SOURCE DATA =>
-- begin --
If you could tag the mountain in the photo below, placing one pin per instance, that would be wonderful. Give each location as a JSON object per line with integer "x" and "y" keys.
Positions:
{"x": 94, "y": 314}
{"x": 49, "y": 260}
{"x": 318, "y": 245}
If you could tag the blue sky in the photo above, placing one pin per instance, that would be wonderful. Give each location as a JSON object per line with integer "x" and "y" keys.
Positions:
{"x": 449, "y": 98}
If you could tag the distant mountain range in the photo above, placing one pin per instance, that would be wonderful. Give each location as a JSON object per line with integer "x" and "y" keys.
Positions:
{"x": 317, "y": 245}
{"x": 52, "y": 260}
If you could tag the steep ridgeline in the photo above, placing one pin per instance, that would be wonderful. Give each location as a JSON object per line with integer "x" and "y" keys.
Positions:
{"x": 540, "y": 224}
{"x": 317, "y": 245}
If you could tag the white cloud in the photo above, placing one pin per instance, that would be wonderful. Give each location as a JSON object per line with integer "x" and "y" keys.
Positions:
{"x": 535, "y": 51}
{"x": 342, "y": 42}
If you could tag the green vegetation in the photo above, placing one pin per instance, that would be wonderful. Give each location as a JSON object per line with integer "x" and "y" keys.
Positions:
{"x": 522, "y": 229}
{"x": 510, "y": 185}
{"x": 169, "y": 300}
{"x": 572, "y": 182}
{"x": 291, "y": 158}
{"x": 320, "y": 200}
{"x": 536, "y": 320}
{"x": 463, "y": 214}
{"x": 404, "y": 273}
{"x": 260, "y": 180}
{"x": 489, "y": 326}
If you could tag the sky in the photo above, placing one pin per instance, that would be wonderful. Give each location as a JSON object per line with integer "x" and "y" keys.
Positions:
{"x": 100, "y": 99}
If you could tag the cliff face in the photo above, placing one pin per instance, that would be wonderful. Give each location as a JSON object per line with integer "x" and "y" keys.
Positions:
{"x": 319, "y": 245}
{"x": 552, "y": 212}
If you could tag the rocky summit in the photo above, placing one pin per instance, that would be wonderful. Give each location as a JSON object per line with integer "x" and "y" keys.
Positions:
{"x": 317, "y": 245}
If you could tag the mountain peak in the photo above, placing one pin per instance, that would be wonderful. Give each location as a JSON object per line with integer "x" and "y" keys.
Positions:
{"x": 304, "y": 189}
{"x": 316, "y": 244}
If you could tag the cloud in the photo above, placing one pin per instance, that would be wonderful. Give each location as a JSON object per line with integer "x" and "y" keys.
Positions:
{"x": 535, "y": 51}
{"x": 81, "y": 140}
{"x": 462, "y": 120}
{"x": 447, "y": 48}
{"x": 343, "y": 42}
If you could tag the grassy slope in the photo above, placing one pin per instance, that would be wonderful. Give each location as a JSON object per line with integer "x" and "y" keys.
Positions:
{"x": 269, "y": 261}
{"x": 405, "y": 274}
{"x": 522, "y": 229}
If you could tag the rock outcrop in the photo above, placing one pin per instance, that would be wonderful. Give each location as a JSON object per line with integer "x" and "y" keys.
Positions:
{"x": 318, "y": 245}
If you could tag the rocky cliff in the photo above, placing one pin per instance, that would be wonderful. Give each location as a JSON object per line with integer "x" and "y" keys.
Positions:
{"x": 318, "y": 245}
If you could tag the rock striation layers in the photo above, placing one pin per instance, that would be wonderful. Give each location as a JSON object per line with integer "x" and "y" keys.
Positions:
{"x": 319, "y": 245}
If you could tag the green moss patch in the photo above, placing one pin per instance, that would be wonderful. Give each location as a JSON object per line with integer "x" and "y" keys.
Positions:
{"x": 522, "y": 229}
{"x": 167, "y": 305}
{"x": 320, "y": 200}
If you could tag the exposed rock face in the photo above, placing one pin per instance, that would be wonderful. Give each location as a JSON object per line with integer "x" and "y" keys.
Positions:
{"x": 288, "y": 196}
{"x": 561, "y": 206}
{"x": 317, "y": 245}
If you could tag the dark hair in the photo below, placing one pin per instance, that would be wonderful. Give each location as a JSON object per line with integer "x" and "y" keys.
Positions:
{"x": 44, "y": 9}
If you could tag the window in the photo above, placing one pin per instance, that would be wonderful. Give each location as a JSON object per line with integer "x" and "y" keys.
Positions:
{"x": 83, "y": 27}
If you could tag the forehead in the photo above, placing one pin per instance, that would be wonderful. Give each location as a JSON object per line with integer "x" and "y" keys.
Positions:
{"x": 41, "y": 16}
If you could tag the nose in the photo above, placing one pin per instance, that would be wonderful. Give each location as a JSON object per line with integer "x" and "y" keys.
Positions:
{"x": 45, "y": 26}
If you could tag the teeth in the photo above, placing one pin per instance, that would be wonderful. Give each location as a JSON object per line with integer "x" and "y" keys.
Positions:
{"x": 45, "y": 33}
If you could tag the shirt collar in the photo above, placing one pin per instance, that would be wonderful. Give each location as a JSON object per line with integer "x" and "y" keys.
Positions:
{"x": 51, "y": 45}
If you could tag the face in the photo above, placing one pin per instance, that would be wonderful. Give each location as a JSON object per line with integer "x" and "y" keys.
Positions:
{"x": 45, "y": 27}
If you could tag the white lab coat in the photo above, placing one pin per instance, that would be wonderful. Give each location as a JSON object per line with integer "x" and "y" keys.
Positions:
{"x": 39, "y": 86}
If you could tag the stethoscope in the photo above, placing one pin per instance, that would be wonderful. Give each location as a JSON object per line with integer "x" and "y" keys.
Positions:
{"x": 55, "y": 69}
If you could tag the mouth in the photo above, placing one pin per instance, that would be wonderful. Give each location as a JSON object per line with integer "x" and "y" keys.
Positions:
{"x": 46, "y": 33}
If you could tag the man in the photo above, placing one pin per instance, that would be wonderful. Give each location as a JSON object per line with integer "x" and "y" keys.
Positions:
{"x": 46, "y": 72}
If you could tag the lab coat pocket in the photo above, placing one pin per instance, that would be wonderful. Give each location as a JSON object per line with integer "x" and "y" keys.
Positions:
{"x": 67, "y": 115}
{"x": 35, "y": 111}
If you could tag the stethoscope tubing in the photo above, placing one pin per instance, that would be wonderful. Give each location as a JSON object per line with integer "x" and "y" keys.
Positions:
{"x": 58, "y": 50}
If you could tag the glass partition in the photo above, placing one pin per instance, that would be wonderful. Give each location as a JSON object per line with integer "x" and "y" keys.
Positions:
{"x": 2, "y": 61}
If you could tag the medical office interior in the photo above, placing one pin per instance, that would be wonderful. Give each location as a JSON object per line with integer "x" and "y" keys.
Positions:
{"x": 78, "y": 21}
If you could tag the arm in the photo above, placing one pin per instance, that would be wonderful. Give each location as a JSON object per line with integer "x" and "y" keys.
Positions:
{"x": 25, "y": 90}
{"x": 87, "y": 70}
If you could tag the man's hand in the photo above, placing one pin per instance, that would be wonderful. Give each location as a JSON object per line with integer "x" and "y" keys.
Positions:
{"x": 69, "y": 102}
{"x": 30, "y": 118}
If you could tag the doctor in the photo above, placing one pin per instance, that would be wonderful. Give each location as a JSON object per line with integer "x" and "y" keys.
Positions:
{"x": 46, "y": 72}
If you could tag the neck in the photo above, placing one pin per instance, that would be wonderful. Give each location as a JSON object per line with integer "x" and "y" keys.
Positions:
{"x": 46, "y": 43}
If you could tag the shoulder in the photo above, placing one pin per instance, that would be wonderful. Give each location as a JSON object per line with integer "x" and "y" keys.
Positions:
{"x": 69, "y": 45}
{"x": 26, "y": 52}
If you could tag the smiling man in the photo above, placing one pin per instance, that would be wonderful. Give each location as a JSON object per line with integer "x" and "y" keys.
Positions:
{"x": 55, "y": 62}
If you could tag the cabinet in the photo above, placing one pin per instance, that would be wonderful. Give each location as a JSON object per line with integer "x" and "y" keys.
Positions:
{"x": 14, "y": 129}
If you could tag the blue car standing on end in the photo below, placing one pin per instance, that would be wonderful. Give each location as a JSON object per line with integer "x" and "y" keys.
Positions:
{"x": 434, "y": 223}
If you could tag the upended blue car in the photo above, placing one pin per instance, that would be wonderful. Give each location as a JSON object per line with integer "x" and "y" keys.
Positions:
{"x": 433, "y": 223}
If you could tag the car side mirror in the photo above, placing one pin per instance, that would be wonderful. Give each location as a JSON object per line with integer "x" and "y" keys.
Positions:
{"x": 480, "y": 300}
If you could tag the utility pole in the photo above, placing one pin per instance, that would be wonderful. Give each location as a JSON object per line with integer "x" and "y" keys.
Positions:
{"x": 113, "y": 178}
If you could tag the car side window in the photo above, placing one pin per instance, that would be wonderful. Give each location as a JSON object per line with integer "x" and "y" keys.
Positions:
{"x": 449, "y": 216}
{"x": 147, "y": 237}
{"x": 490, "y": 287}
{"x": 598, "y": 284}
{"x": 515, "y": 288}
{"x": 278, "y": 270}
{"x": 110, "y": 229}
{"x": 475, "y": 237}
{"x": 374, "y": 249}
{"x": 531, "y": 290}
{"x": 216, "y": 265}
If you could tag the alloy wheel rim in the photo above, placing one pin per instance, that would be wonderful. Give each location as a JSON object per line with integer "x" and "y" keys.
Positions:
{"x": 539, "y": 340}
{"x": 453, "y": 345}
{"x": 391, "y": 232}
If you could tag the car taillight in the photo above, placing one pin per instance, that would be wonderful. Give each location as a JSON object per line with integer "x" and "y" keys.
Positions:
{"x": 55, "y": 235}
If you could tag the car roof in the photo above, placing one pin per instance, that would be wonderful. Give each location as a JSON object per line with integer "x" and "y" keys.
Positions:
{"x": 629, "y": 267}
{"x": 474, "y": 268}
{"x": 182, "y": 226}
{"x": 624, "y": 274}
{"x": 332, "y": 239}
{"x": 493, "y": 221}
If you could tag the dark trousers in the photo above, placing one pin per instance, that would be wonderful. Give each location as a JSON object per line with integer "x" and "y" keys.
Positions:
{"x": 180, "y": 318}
-- end --
DO THIS =>
Convert the listing into a JSON list of strings, one string per line, omitting blank lines: begin at the line that contains "If you could tag the car roof" and stop after the last line of the listing.

ANSWER IN FULL =>
[
  "If you could tag the car roof in the photo above, placing one pin per instance, that would be wonderful. Give each location as a JSON object per line with integer \"x\" and \"y\" keys.",
  "Positions:",
  "{\"x\": 629, \"y\": 267}",
  "{\"x\": 474, \"y\": 268}",
  "{\"x\": 182, \"y\": 226}",
  "{\"x\": 624, \"y\": 274}",
  "{\"x\": 332, \"y\": 239}",
  "{\"x\": 493, \"y\": 221}",
  "If you could tag the dark trousers in the photo above, placing one pin per instance, that would be wonderful. Give each location as a JSON object per line with integer \"x\" and \"y\" keys.",
  "Positions:",
  "{\"x\": 180, \"y\": 318}"
]